** Begin **
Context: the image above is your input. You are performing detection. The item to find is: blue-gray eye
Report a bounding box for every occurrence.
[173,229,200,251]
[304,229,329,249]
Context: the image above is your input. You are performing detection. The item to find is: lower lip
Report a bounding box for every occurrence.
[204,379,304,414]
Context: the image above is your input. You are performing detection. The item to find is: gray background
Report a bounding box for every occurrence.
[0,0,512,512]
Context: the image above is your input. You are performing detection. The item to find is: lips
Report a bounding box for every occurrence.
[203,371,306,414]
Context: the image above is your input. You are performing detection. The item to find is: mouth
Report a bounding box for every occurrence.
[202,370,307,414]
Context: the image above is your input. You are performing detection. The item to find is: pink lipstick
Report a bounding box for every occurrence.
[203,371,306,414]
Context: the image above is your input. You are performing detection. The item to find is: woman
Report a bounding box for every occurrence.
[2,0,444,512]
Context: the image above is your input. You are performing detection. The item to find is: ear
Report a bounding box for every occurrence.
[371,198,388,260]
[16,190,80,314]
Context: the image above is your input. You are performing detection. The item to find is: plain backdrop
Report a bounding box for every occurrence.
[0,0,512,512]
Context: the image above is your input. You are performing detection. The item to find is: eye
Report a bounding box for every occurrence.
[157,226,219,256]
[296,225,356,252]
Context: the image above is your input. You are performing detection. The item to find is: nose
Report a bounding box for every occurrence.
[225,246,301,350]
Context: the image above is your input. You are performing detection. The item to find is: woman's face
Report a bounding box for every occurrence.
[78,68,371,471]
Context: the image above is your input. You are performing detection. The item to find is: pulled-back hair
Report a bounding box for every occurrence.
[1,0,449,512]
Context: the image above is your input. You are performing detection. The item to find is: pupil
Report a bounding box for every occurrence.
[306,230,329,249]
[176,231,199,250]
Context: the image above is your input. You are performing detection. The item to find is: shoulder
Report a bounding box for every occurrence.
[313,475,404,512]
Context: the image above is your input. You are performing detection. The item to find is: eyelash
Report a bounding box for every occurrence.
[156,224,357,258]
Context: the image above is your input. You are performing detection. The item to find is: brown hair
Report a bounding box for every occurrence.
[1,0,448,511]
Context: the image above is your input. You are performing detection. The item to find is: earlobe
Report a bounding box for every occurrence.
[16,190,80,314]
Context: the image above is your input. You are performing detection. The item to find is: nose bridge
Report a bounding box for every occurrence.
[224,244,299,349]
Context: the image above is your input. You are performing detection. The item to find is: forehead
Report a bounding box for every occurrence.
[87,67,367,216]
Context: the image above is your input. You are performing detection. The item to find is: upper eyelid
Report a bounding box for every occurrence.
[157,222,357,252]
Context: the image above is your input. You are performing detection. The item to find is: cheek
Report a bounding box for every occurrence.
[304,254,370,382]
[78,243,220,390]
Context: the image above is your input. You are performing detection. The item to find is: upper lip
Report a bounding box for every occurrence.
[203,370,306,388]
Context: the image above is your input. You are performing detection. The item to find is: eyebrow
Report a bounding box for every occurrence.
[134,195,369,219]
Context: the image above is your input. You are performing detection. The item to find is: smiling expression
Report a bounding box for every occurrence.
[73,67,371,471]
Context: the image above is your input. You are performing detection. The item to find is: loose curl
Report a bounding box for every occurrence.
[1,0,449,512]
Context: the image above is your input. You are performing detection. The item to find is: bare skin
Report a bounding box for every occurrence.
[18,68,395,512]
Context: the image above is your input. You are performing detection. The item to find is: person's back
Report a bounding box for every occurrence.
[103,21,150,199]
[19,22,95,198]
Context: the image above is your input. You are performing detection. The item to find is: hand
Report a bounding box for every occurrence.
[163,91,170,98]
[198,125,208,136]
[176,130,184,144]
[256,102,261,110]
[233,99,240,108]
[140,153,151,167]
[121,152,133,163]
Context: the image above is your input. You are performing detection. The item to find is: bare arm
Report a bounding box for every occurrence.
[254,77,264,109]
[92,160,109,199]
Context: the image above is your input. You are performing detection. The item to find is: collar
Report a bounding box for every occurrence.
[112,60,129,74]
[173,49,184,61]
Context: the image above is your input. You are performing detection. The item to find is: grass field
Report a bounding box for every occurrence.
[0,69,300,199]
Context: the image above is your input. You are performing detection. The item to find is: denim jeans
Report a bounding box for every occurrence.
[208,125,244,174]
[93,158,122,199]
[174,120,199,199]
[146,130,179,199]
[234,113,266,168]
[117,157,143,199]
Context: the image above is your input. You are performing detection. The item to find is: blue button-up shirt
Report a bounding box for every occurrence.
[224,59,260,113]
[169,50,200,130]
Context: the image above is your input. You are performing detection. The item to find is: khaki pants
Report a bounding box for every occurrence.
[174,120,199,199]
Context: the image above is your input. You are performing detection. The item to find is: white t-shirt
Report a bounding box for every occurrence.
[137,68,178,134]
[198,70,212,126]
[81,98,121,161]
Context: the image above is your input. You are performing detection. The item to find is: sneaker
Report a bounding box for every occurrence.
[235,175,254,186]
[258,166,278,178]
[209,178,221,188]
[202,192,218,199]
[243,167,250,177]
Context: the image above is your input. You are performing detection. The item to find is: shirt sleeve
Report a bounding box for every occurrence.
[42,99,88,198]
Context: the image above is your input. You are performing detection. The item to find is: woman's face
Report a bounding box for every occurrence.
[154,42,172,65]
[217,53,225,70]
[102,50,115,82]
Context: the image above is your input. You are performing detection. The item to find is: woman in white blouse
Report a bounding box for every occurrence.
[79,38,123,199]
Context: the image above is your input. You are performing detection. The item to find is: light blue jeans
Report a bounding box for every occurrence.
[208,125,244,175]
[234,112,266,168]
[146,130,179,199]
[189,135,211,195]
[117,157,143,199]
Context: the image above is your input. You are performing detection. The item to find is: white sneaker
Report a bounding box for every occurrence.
** End **
• [Your objective]:
Could you output the records from the very first line through the line containing "[204,379,304,414]", inclusive, as a JSON list of strings with one string per line and blank lines omitted?

• [Finished exercise]:
[
  "Context: the image above is your input. You are performing detection. The item to find is: blue-gray eye",
  "Report a bounding box for every occurrence.",
  "[173,229,200,251]",
  "[304,229,329,249]",
  "Context: the image above is your input. You are performing detection. The item to find is: lower lip",
  "Report a bounding box for every occurrence.",
  "[204,379,304,414]"
]